··· EXTRAIT FOURNI

J’ai choisi la deuxième option... moi qui suis d’un tempérament passionné, ce fut peut-être ma première sage et raisonnable décision. Après toutes ces années où je partageais mes weekends entre les compétitions et la chasse, j’ai eu plus de temps “libre” et (tardivement) découvert les joies des sorties parisiennes : les bars, le cinéma, les boîte entre amis, la drague... En devenant plus sociable, j’ai aussi surmonté cette réticence à parler de ma vie et de mes passions : ces joies qu’apporte la nature et qui laissent beaucoup de citadins pure souche très... sceptiques. Et j’ai vite repéré dans mes potes ceux qui étaient potentiellement compatibles avec l’autre Loup, celui que je redeviens dès que je retrouve notre coin de nature sauvage... d’ailleurs ils sont toujours mes amis aujourd’hui.

C’est donc à ce moment que j’ai décidé pour la première fois d’emmener mes amis dans notre maison familiale, pour leur faire découvrir mon univers. Eux-mêmes appréhendaient - je le sais car on en rigole aujourd’hui - “qu’allaient-ils venir faire dans ce trou paumé, ne risquaient-ils pas de se sentir largués ? Tout s’est bien passé, le casting était le bon et tous ont rapidement pris un grand plaisir à venir pêcher, chasser, aménager le territoire, observer, etc.…  

Pour ma part, j’ai découvert mon goût du partage. Pouvoir transmettre à mon tour ce que mon père m’avait appris ou que j’avais pu observer par moi-même me réjouissait. C’est ce même plaisir à partager une passion que j’ai retrouvé avec ma sœur Montaine pendant le confinement. Après mes 5 années d’écoles d’ingénieur, j’étais en poste comme chef de projet chez EDF ENR et je savais déjà que cela ne me passionnerait pas toute ma vie et c’est ainsi, au fil de nos discussions, perchés en haut de miradors à observer les sangliers, cerfs et chevreuils qu’est née l’idée de Tuchassou.

L'idée est simple : Quelles chances avons-nous dans ce contexte sanitaire (covid + confinement) d’avoir accès facilement et simplement à un territoire pour découvrir ou pratiquer toutes ces activités géniales, largement méconnues et par voie de conséquence souvent très critiquées. La critique ne vient-elle pas justement de là ? N'est-ce pas à nous, ruraux, d’ouvrir la nature pour que tout le monde puisse en jouir et mieux la comprendre ?

L’objectif originel était l’ouverture des territoires mais en poussant la réflexion, nous avons considéré le cas de mes amis qui avaient découvert la chasse 7 ans plus tôt et partant de là, compris quel était réellement le besoin. Sans connaissance ni réseau dans un monde, il faut l’avouer, un peu fermé (souvent d’ailleurs car il est sous le feu des critiques), il leur était très difficile de trouver de nouveaux territoires pour pratiquer leur passion.

······
··· DONNÉES BRUTES

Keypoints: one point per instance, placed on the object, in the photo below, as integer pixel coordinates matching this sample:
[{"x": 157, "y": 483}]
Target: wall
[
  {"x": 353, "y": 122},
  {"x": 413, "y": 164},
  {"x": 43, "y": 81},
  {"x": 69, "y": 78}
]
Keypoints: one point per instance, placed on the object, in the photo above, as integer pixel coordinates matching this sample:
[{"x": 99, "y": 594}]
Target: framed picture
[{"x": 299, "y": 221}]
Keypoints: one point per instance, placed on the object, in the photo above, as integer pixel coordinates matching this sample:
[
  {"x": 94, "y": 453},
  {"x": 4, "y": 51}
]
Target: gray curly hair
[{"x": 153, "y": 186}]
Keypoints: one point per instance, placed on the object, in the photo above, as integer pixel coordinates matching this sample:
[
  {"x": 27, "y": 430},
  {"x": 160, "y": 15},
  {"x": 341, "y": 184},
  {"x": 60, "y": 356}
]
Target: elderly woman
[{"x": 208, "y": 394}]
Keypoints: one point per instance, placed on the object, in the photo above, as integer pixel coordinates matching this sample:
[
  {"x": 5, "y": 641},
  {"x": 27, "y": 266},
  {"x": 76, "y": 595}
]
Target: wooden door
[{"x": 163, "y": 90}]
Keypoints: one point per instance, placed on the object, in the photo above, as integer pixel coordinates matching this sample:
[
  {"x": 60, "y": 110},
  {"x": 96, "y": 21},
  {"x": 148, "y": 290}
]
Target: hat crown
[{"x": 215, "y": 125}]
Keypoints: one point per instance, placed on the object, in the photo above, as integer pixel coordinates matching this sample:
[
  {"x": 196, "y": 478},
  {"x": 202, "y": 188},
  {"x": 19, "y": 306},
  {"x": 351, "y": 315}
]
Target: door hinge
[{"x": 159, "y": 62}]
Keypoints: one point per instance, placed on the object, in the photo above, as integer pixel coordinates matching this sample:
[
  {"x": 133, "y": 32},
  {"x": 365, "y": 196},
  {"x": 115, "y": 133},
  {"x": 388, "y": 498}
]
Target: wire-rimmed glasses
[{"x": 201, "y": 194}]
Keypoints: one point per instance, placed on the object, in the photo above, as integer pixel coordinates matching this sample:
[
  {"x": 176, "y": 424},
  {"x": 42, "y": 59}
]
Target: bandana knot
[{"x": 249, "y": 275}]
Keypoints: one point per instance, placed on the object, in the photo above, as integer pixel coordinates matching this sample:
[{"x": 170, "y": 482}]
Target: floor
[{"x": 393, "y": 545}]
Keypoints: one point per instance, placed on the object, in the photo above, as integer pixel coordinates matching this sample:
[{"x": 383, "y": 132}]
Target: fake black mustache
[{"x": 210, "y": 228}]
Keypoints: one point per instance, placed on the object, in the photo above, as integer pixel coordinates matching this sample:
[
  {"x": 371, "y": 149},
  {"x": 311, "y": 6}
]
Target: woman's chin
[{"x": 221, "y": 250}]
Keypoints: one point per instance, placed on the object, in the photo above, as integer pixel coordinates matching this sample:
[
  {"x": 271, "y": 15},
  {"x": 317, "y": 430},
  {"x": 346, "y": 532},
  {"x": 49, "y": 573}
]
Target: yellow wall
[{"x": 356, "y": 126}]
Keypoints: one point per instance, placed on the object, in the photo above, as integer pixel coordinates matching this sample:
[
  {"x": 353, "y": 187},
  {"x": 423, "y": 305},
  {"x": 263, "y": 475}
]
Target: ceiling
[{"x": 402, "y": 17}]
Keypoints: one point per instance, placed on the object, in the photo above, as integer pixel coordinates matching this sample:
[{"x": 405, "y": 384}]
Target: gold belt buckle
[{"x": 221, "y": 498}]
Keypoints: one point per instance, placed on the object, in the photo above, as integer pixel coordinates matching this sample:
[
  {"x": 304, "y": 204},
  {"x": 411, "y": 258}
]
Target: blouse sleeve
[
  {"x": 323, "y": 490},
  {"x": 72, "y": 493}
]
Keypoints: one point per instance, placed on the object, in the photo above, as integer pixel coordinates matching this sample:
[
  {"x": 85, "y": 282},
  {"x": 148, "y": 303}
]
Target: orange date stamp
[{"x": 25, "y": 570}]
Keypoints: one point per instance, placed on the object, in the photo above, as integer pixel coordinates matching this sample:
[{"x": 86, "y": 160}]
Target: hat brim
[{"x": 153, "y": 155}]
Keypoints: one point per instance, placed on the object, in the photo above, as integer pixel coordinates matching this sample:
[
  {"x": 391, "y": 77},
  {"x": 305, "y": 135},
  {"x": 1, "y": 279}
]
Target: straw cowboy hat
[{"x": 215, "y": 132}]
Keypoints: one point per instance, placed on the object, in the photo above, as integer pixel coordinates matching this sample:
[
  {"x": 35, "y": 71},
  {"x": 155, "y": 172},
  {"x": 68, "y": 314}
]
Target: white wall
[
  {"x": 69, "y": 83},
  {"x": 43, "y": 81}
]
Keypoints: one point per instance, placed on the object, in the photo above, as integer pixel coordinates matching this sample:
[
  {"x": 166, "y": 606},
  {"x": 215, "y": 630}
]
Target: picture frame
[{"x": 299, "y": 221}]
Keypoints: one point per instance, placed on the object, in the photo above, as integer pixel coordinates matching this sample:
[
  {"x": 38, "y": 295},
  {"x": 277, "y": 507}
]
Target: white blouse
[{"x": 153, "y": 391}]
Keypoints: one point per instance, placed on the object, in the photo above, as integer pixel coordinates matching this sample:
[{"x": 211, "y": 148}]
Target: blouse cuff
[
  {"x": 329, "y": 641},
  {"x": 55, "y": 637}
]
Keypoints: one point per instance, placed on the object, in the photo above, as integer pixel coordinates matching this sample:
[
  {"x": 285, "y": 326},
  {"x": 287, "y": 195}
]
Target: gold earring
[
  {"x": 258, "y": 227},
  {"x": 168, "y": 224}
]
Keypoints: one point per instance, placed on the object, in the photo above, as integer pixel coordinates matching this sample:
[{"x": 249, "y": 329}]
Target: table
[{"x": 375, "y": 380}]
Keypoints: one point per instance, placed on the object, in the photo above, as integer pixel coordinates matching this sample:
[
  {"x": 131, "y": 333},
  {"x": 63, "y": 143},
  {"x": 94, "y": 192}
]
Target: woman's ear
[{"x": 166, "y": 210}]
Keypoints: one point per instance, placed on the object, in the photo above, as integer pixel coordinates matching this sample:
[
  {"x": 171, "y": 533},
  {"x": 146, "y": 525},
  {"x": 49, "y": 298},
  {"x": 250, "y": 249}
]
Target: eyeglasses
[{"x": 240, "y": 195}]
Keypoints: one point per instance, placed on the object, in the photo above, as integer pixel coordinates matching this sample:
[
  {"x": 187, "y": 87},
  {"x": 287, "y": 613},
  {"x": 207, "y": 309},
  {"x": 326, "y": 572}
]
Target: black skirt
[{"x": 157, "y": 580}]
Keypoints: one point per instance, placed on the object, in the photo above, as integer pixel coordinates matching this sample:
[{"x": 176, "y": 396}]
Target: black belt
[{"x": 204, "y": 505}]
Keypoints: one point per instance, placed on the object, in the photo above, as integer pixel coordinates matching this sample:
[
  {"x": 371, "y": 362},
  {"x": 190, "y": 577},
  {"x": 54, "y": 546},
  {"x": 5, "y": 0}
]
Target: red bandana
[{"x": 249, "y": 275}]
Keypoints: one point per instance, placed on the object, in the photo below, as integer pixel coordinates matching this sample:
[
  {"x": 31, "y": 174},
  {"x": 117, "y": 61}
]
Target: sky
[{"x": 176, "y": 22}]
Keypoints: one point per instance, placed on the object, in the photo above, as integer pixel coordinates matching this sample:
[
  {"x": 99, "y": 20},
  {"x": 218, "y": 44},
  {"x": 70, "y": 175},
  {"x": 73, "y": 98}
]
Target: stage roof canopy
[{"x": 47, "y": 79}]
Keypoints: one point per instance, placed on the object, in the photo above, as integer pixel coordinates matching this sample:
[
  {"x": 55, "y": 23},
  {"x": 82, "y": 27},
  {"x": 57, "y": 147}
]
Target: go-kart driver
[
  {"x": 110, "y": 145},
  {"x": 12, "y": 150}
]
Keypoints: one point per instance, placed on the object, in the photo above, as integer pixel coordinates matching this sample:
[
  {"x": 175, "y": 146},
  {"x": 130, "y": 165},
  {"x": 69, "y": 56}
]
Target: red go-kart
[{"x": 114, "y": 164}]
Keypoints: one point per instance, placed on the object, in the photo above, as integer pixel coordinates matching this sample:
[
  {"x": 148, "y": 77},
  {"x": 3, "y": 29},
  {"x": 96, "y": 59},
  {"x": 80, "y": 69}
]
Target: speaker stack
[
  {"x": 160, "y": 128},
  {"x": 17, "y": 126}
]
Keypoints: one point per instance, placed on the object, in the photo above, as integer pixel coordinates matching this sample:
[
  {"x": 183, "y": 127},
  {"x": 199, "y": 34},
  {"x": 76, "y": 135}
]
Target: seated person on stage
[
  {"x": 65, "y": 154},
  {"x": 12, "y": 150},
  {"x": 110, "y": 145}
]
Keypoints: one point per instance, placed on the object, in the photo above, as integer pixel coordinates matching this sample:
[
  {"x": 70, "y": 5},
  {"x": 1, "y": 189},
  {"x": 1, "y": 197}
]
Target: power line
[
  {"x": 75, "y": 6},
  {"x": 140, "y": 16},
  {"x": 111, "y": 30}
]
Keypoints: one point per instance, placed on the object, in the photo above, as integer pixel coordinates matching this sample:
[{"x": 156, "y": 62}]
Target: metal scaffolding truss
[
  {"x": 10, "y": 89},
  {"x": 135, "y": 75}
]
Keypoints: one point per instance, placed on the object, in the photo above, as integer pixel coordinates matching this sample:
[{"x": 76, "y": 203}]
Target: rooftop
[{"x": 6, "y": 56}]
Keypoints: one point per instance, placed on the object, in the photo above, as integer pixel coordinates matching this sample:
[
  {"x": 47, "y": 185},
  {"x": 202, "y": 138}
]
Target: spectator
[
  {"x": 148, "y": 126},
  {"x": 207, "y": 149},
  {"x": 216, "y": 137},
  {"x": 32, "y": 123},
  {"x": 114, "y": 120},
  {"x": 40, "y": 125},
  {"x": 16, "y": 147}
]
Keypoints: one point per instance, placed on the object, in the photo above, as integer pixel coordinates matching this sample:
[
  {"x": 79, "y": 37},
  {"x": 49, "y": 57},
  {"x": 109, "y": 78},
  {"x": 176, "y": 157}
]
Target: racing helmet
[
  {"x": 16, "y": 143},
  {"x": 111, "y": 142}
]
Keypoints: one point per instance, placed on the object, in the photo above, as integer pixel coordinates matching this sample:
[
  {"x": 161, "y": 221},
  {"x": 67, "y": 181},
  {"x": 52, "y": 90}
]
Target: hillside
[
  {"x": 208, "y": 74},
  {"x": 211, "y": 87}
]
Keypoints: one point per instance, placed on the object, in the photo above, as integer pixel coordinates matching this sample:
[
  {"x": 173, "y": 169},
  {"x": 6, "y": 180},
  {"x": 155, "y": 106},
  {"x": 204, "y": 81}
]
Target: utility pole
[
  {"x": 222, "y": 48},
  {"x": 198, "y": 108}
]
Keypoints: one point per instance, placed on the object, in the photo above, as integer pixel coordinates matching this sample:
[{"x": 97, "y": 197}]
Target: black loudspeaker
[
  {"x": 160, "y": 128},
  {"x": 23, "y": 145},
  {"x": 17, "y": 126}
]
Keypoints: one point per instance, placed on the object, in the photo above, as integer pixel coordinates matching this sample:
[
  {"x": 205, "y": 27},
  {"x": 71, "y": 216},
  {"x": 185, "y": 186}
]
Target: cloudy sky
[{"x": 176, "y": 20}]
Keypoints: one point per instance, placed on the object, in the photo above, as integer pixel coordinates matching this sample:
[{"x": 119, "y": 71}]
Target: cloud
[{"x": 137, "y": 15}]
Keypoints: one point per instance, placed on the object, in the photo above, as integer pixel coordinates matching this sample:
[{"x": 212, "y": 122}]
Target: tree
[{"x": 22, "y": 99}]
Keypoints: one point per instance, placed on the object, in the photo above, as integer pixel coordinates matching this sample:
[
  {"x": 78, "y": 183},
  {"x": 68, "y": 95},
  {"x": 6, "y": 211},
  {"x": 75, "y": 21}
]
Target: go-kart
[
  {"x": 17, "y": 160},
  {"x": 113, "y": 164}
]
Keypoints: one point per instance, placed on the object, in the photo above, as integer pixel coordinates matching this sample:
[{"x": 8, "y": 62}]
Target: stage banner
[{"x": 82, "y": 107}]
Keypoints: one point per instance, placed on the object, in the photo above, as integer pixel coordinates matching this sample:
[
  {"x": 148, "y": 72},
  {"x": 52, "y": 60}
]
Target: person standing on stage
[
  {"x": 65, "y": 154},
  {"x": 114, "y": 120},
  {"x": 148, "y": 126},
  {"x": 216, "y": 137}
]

······

= TÂCHE 1 =
D'après l'extrait fourni, quel poste la personne qui écrit occupait-elle après ses années d'école d'ingénieur, et dans quelle entreprise ?
= TÂCHE 2 =
Citez tous les animaux que, selon l'extrait fourni, la personne qui écrit et sa sœur Montaine observaient du haut des miradors.

= RÉPONSE RÉDIGÉE 1 =
Chef de projet chez EDF ENR.

= RÉPONSE RÉDIGÉE 2 =
Les sangliers, les cerfs et les chevreuils.